What to do: Please copy everything in the data from the line containing "Please point out the toilet brush holder" down to the last line, including both of those lines.
==== Supplied records ====
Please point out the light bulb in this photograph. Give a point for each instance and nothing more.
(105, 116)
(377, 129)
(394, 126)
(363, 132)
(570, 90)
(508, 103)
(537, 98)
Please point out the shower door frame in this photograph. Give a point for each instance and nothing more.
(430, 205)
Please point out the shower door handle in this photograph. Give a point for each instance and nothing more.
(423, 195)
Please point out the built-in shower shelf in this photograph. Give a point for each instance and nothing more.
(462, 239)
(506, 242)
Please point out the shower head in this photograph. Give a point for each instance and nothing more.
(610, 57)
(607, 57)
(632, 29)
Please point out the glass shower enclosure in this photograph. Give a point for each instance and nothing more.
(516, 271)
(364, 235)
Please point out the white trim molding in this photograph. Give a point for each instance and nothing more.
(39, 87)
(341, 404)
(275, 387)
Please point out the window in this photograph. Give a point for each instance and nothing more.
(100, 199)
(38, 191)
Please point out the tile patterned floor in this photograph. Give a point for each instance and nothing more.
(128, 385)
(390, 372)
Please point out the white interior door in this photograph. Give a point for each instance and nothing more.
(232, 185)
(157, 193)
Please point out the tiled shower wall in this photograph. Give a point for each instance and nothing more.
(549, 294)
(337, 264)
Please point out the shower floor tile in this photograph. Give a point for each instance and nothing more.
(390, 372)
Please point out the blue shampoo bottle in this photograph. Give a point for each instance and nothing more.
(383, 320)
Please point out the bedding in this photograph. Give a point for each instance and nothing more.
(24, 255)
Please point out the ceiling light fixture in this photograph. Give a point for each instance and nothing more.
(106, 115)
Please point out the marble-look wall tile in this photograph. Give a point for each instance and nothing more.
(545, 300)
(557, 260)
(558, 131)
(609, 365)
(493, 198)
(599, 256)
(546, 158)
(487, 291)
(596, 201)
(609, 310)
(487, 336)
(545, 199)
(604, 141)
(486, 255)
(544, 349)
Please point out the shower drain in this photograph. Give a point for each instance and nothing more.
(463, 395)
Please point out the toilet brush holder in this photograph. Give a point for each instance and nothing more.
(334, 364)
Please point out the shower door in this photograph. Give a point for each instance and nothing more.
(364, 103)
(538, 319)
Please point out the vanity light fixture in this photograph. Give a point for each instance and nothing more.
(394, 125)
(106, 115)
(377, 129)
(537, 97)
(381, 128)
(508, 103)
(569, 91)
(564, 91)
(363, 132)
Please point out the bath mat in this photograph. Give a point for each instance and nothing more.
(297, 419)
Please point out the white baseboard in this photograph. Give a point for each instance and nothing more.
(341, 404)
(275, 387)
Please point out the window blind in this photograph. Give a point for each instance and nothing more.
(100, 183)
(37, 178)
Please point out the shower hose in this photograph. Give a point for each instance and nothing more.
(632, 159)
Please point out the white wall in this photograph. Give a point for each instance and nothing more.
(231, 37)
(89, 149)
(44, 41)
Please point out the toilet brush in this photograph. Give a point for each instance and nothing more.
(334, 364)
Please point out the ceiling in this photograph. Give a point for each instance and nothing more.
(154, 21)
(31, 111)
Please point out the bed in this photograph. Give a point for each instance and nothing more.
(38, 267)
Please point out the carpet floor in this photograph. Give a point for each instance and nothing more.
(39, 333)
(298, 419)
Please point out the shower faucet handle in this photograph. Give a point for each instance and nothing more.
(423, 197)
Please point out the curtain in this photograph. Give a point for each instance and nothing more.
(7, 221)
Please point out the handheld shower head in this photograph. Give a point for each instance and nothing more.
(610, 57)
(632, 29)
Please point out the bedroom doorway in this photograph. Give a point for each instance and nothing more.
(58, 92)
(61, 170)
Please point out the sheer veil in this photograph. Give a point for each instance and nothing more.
====
Task answer:
Please point out the toilet brush holder in this photograph. Give a point for each instance and nothing more.
(334, 364)
Please point out the shower door in this photograph. Give a point for each instance and nothing more.
(364, 103)
(538, 319)
Please point out the vanity light fixture in this photograph. Give a point for each instance and nothing more.
(394, 125)
(106, 115)
(377, 129)
(537, 97)
(381, 128)
(508, 103)
(569, 91)
(564, 91)
(363, 132)
Please point out the bath mat in this photograph. Give a point for each instance and nothing more.
(297, 419)
Please point out the white baseboard in this photograph. Give a point for each instance and nothing more.
(341, 404)
(275, 387)
Please point out the window blind in this photograph. Give a point for each instance and nothing more.
(100, 183)
(37, 178)
Please point out the shower hose in this photograph. Give a point for each instance and nothing more.
(632, 159)
Please point out the white wall in this photograph. Give a point for each instance and nothing more.
(231, 37)
(89, 149)
(44, 41)
Please point out the toilet brush in this photograph. Give a point for each instance and nothing more.
(334, 364)
Please point out the ceiling in this photograph. Give a point for each instance and nothing more.
(154, 21)
(31, 111)
Please point out the bed in this photograph. Give a point for each instance and nothing more.
(38, 267)
Please point out the carpet floor in this photograph. Give a point for each instance and nothing more.
(39, 333)
(298, 419)
Please point out the shower faucet handle in this photograph. Give a point for each instance and nothing more.
(423, 197)
Please point out the curtain in this photograph. Give a point for each instance and nothing more.
(7, 221)
Please point out the handheld shower head in this photograph. Give a point for each instance and nothing more.
(610, 57)
(632, 29)
Please point out the bedroom doorway in this photograph. Give a point for each instance and nothing more.
(58, 92)
(61, 170)
Please point out the sheer veil in this photograph. Give a point for each instance and nothing more.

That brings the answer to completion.